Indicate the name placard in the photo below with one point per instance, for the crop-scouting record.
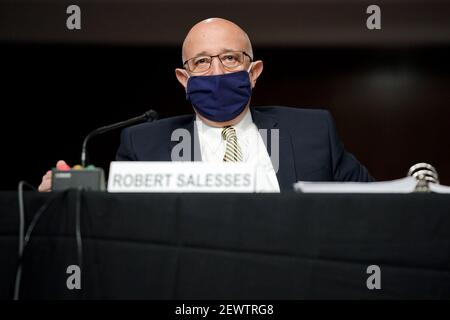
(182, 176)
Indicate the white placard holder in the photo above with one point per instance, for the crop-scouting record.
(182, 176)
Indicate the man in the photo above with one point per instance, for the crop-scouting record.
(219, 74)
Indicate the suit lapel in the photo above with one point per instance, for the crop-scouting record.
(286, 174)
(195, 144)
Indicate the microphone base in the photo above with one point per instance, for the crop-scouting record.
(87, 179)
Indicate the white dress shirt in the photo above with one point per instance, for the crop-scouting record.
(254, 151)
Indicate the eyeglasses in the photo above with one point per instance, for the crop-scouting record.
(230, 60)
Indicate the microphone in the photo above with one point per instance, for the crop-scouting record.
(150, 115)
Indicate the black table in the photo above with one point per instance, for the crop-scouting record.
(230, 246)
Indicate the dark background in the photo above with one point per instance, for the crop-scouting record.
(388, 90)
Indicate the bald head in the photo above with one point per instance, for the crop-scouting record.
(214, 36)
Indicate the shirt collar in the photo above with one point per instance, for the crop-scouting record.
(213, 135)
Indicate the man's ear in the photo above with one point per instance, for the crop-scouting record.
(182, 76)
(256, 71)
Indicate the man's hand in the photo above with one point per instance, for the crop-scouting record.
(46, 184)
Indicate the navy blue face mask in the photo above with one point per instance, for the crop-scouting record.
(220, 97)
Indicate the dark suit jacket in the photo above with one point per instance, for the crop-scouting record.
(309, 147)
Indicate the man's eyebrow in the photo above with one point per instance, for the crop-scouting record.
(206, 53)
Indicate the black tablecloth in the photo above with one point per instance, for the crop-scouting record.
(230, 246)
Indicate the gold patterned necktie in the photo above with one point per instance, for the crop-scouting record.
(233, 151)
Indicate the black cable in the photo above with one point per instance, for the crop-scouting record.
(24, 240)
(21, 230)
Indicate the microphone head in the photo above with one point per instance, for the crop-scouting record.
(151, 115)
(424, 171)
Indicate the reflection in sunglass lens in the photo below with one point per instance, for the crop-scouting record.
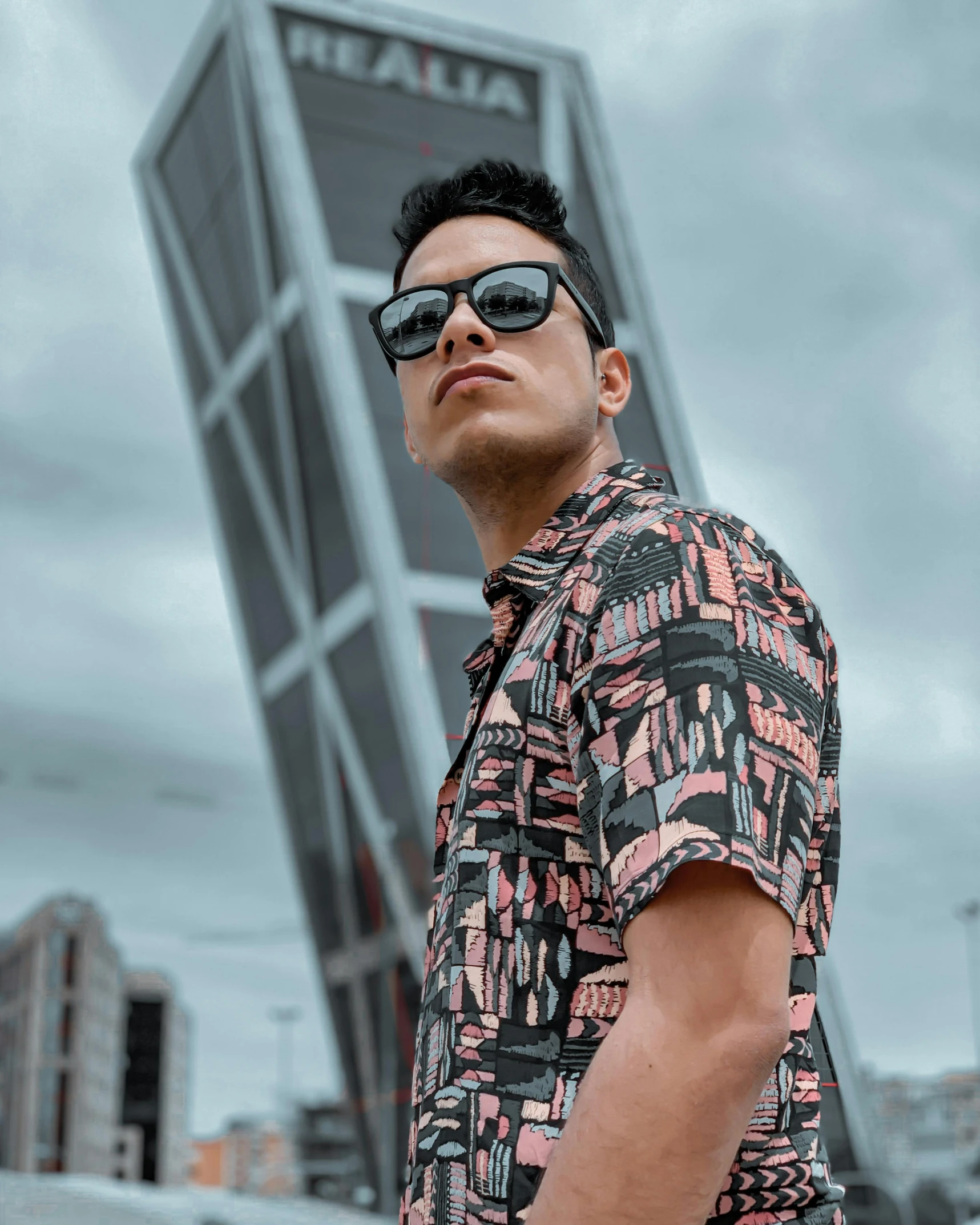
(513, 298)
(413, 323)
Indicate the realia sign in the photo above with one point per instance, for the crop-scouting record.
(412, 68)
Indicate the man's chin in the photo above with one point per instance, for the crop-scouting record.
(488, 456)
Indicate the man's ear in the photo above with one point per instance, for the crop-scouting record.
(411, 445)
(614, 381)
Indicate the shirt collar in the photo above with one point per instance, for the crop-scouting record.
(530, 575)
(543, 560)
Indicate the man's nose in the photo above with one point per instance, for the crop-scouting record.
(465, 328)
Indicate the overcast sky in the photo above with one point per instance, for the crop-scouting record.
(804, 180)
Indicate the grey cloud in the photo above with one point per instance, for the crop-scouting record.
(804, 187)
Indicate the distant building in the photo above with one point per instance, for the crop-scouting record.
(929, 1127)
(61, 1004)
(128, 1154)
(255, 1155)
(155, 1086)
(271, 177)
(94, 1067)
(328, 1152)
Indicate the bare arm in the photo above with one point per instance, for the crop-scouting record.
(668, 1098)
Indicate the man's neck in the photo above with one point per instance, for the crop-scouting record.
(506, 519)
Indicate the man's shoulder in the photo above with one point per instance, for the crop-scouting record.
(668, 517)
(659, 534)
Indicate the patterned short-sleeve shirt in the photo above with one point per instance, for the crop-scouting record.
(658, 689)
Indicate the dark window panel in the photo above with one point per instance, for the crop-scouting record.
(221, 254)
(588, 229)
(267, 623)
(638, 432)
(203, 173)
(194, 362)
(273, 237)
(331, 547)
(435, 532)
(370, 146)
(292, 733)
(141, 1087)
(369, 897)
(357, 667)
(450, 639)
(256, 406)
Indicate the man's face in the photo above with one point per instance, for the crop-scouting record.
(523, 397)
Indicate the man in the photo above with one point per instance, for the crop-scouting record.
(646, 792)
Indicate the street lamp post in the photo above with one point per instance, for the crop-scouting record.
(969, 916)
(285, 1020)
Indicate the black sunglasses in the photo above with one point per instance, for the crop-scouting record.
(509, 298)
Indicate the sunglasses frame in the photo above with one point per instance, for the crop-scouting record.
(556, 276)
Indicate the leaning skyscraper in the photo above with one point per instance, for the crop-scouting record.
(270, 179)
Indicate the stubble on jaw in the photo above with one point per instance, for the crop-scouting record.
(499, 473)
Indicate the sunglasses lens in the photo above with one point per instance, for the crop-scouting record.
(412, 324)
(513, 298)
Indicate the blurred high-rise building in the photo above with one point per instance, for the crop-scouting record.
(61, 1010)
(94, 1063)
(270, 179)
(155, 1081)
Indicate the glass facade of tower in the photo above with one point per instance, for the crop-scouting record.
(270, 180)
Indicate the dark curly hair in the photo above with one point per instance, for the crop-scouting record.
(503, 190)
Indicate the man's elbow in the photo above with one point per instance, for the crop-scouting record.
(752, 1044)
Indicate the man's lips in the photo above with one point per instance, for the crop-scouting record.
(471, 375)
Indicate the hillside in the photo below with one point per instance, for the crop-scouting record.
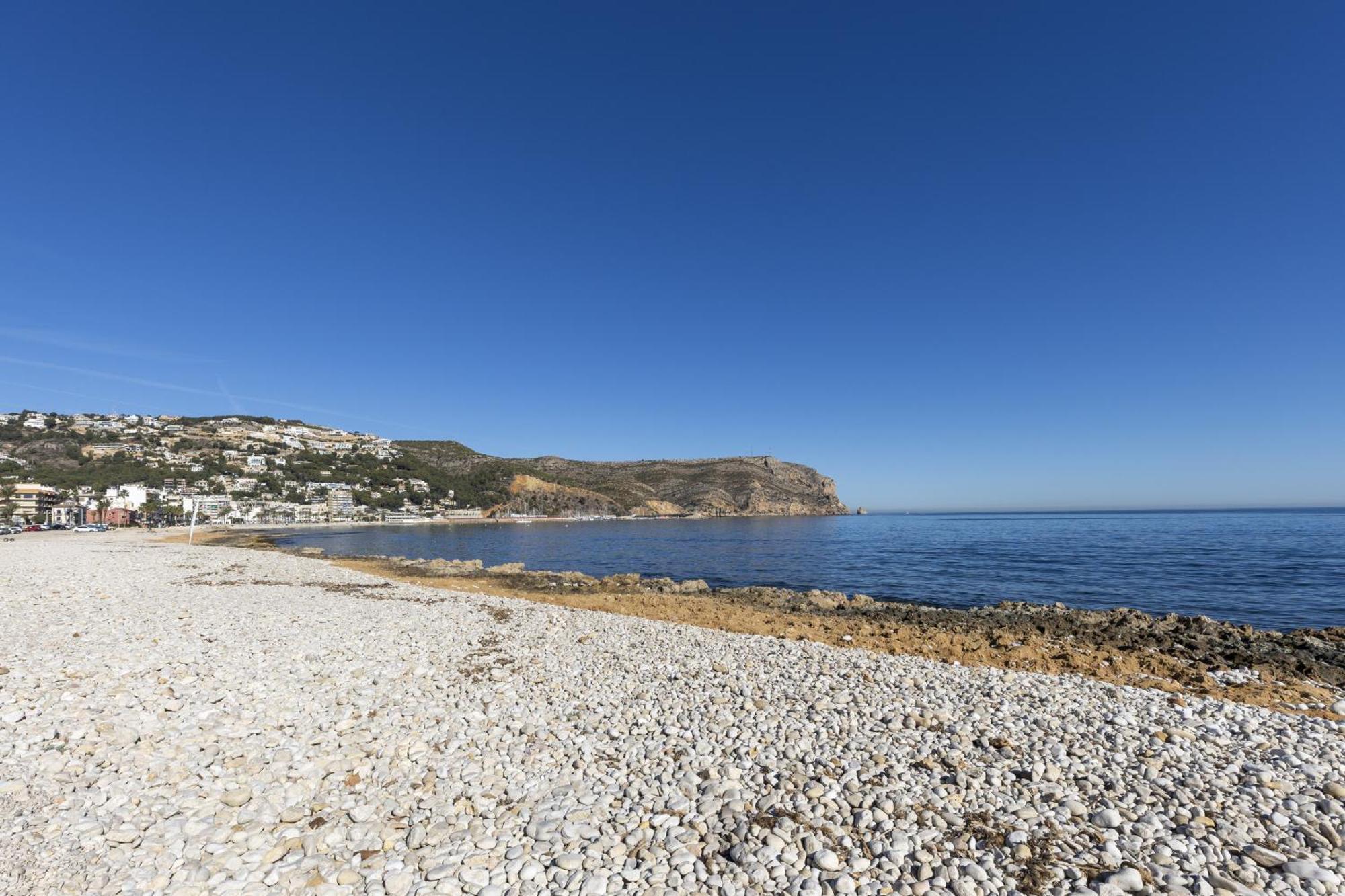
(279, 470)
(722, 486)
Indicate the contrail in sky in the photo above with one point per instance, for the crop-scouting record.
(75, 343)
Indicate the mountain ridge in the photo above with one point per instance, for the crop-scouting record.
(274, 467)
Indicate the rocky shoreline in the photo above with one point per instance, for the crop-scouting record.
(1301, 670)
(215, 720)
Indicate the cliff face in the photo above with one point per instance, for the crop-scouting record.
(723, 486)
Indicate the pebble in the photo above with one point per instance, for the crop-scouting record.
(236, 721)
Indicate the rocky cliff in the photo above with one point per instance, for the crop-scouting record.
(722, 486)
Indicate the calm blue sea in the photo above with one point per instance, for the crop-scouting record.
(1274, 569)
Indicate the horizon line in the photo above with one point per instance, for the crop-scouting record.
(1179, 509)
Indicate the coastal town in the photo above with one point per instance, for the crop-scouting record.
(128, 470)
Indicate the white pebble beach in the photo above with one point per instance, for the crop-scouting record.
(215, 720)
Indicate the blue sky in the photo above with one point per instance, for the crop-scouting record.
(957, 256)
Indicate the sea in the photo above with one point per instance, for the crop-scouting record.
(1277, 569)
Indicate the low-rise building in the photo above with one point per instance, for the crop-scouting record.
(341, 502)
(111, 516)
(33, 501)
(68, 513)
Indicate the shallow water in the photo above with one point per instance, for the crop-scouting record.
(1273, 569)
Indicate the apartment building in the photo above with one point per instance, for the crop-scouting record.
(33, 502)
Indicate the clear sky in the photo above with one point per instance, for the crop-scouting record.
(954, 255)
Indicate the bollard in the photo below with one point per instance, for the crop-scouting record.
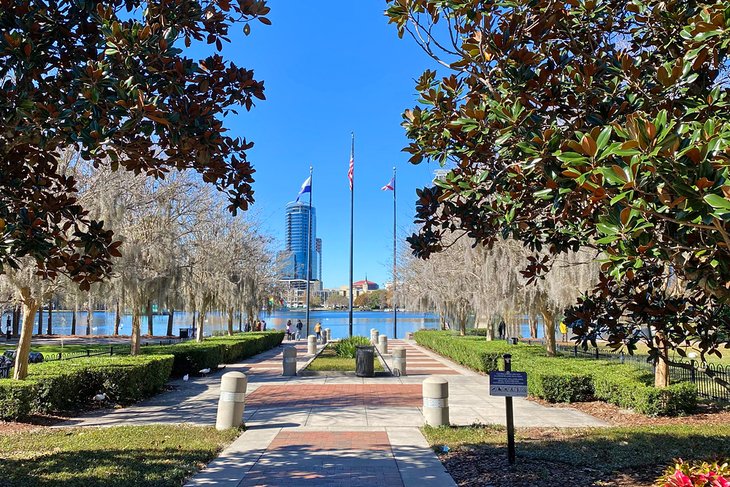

» **TASK OBJECTIVE**
Reproduce the listing above exactly, excluding all pictures.

» **SOLUTION TO THE EXERCISE**
Indicate the name placard in the photo below with one point per instance, for the crop-scouting record.
(182, 176)
Indicate the white placard holder in the photo above with one point per instance, for the crop-scouting record.
(182, 176)
Indicate the man in the photo above with one point per instance, for the crop-scouting record.
(219, 74)
Indicate the suit lapel in the photo above with one point per instance, for the crop-scouting record.
(286, 174)
(195, 144)
Indicate the microphone base in the photo above with one point per instance, for the crop-scouting record.
(87, 179)
Indicate the white dress shirt in the photo above with one point per instance, for the crop-scouting record.
(254, 151)
Indicate the eyeglasses in the photo above with one point per instance, for the crop-scouting record.
(230, 60)
Indicate the microphone in the photo above with one point per instance, for the crop-scouting record.
(150, 115)
Indicate the black table in the photo above with one point per instance, for the crop-scouting record.
(230, 246)
Indicate the dark background in the photo above with one point per instance, for the crop-scouting record.
(388, 90)
Indicate the bald head in the photo above with one point per instance, for the crop-scouting record.
(214, 36)
Indicate the shirt collar in the photo above with one point per instance, for the crop-scouting record.
(213, 135)
Indicate the man's ear in the photo above with one point per instance, for the crop-scouting record.
(182, 76)
(256, 71)
Indicate the man's hand in the photo above with one point per instance, for the crop-scouting record.
(46, 184)
Indicate the navy blue face mask in the photo above with one point per instance, for the crop-scouting record.
(220, 97)
Indicate the dark suit jacket in the photo above with one point per instance, for the crop-scouting record.
(309, 147)
Indicate the man's eyebrow in the photo above with one point per instance, for the crop-scouting record.
(206, 53)
Indicate the black tablecloth in the photo above with one point per instance, for the crop-scouting record.
(230, 246)
Indicate the gold patterned necktie in the photo above with one point per instance, for the crop-scouting record.
(233, 151)
Indicate the black cable in the photo above with one point per instance, for the crop-scouting record.
(24, 240)
(21, 230)
Indicate the microphone head in the photo above with one point per instance, for the crop-scouting record.
(151, 115)
(424, 171)
Indicate the reflection in sunglass lens in the photo below with one point per instance, for the crop-scouting record.
(513, 298)
(413, 323)
Indicate the realia sign in the photo above with one point per instance, for the crop-scouting record.
(412, 68)
Indicate the man's chin in the photo above with one point per instance, for the crop-scouting record.
(488, 456)
Indicate the man's ear in the photo above with one point per instance, for the crop-scouting record.
(411, 445)
(614, 381)
Indicate the shirt collar in the photo above with one point per instance, for the crop-scouting record.
(530, 575)
(543, 560)
Indicate the man's nose in the photo above with one point per instance, for the crop-scouting record.
(465, 328)
Indicate the overcast sky in the photo above with one point per instance, for the crop-scouting record.
(804, 180)
Indicate the grey cloud in the photo above with one point per instance, for the crop-scouting record.
(804, 187)
Indicate the distant building in the photo above with one point per instance, for the crop-scouting record.
(929, 1127)
(61, 1004)
(128, 1154)
(255, 1155)
(155, 1086)
(271, 177)
(94, 1067)
(328, 1152)
Indicate the bare arm in the photo above with one point per instance, for the crop-scouting record.
(668, 1098)
Indicate the man's neck in the photo above with one point per instance, for the crop-scouting record.
(506, 519)
Indicate the man's shoulder in the photo above with one point per instance, for the crop-scouting record.
(668, 517)
(659, 534)
Indicate the patterned short-sleeve shirt in the photo above with one point per instance, for the crop-scouting record.
(658, 689)
Indicate the dark window panel in the photo above with one point per instance, for the crop-scouting record.
(221, 254)
(588, 229)
(267, 623)
(638, 432)
(203, 173)
(194, 362)
(273, 237)
(331, 547)
(435, 532)
(370, 146)
(292, 733)
(141, 1087)
(369, 897)
(357, 667)
(450, 639)
(256, 406)
Indicate the man's face in the photo above with one point per instance, for the crop-scouting record.
(523, 397)
Indicate the man in the photo above with one point per instance, for the crop-scouting record.
(646, 792)
Indicate the street lamp post in the photo above with one point per instance, for the crop-scouting record.
(969, 916)
(285, 1020)
Indicate the black sunglasses in the photo above with one point per instance, for the crop-scouting record.
(509, 298)
Indicate the sunglasses frame in the photo above with one point per instance, for the crop-scouting record.
(556, 276)
Indicate the leaning skyscraper in the photo above with one point per instance, for the crop-scouting record.
(270, 179)
Indicate the stubble on jaw in the photo above with one point per instance, for the crop-scouting record.
(499, 473)
Indicate the sunglasses lens in the photo above with one point per instance, for the crop-scouting record.
(412, 324)
(513, 298)
Indicate the blurred high-rise building in the photo above with one point per instance, for the crop-scouting record.
(61, 1010)
(94, 1063)
(270, 179)
(155, 1081)
Indicate the glass facade of tower in the photo above with one point per instance, for the crop-scouting record.
(270, 180)
Indicate the dark curly hair in the photo above with one point per instance, for the crop-scouting record.
(503, 190)
Indicate the man's elbow in the photo above with one point per instance, for the crop-scouting record.
(752, 1044)
Indicate the man's lips in the photo above with one point per instance, for the crop-scouting record.
(471, 375)
Indicate the hillside in the photo below with one point per instance, for the crop-scouting record.
(279, 470)
(722, 486)
Indicate the contrail in sky in the photo above with one point per instance, for the crop-scouting record.
(75, 343)
Indicate the mountain ridge in the photo above with one point per instance, for the crop-scouting record.
(274, 467)
Indicate the rocky shoreline in the photo above with one point per instance, for the crop-scouting record.
(1301, 670)
(215, 720)
Indicate the cliff face in the photo above with one point per instance, for the crop-scouting record.
(723, 486)
Indicate the pebble in the photo above with one point per instance, for the crop-scouting record.
(236, 721)
Indicate the rocky cliff in the photo above with one point per instance, for the crop-scouting record.
(722, 486)
Indicate the calm blue sea in the photo above with one point per instance, for the crop-scouting record.
(1274, 569)
Indicate the horizon line in the photo above with one point per instance, for the crop-scouting record.
(1179, 509)
Indicate the coastal town in the photo above with one point per instance, for the crop-scouting record.
(128, 470)
Indicate the white pebble beach in the photo above with one point per instance, for the crop-scouting record.
(215, 720)
Indicate the blue sky in the photo above with one point per instance, for the crop-scouting record.
(957, 256)
Indicate the sea in the photo above with one point per instance, for the crop-scouting record.
(1277, 569)
Indicate the low-rise building in the photo above with one point per instance, for the crop-scouting record.
(341, 502)
(111, 516)
(33, 501)
(68, 513)
Indicate the shallow water in the photo above with one point per instance, for the crop-scouting record.
(1273, 569)
Indicate the apartment building in the photo above with one point per instance, for the crop-scouting record.
(33, 502)
Indicate the clear sky in the photo above with one point per instance, for the crop-scouting record.
(954, 255)
Indicate the bollard in the photo below with one point per instance, for the crop-scouting record.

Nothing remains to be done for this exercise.